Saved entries

--- BEGIN ---

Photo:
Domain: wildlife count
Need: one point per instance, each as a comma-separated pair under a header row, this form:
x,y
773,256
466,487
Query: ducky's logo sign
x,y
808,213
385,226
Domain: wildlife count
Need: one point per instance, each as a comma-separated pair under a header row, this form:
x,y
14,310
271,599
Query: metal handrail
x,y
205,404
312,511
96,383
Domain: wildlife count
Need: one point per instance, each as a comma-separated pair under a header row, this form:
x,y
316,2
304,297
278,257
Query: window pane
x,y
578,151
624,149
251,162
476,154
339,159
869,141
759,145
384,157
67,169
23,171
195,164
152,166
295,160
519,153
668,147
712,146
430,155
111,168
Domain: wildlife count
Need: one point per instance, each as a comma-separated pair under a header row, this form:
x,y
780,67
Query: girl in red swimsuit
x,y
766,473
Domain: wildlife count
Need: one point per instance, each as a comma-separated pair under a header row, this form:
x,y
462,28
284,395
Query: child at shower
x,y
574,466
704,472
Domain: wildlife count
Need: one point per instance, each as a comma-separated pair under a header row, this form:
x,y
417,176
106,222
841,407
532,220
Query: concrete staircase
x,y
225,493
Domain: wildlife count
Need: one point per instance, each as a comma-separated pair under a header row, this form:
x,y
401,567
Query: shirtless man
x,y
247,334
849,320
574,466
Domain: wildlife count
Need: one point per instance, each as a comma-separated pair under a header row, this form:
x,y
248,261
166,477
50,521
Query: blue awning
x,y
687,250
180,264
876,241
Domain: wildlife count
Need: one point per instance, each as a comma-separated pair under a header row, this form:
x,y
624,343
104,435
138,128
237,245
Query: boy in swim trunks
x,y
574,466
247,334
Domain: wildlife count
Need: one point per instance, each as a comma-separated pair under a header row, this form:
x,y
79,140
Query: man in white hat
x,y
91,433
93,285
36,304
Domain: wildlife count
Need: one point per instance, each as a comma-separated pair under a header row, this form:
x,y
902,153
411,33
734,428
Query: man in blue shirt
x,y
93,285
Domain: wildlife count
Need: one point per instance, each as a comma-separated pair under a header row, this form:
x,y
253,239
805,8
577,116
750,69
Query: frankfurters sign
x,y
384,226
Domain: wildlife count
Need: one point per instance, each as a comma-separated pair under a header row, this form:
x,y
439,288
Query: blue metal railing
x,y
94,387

--- END ---

Your instructions → Every line of the material must be returned exactly as it appears.

Exercise answer →
Photo:
Domain: wildlife count
Need: one point per instance, each as a comma-separated pair under a header row, this form:
x,y
773,256
466,487
Query: ducky's logo sign
x,y
808,213
385,226
Domain: wildlife count
Need: one point per instance, each as a comma-separated pair under a header row, this form:
x,y
14,310
271,599
Query: metal handrail
x,y
205,404
312,511
96,383
Domain: wildlife count
Need: one point per instance, each as a comma-separated pair under a header row, this form:
x,y
316,2
304,297
278,257
Query: window pane
x,y
578,151
624,149
251,162
476,154
339,159
869,141
759,145
384,157
67,169
23,171
195,164
152,166
295,160
519,153
668,147
712,146
430,155
111,168
Domain: wildlife count
Need: one point per instance, each as a comma-separated pair under a header row, this form:
x,y
780,67
Query: girl in red swimsuit
x,y
766,473
Domain: wildlife count
Need: one point per instance, each as a comma-separated pair under a header row, this form:
x,y
462,28
284,395
Query: child at shower
x,y
574,466
704,472
Domain: wildlife count
Need: one point per instance, each as a comma-separated pair under a header row, this form:
x,y
417,176
106,222
841,407
532,220
Query: concrete staircase
x,y
225,493
Domain: wildlife count
Need: one point per instance, each as a comma-separated pair under a header row, this form:
x,y
401,567
Query: shirtless man
x,y
247,334
849,320
574,466
Domain: wildlife count
Need: one point per instance, each as a comma-separated pair under a header row, this form:
x,y
248,261
166,477
50,521
Query: blue awning
x,y
687,250
180,264
876,241
Domain: wildlife count
Need: one point per instance, each as a comma-separated pair under a header row, this form:
x,y
624,343
104,435
138,128
237,245
Query: boy in swim trunks
x,y
574,466
247,334
Domain: wildlife count
Need: one point per instance, each as a comma-separated pair under a header row, this form:
x,y
79,140
Query: man in white hat
x,y
91,433
93,285
36,304
Domain: wildlife count
Need: one point per instance, each as a comma-separated pair under a header row, this form:
x,y
902,153
411,33
734,428
Query: man in blue shirt
x,y
93,285
Domain: wildlife count
Need: one point per instance, each as a comma-separated pair under a header row, this form:
x,y
253,239
805,8
577,116
750,69
Query: frankfurters sign
x,y
384,226
Domain: wildlife count
Need: one point per instance, each as a comma-separated pair under a header row, this form:
x,y
439,288
Query: blue metal railing
x,y
94,387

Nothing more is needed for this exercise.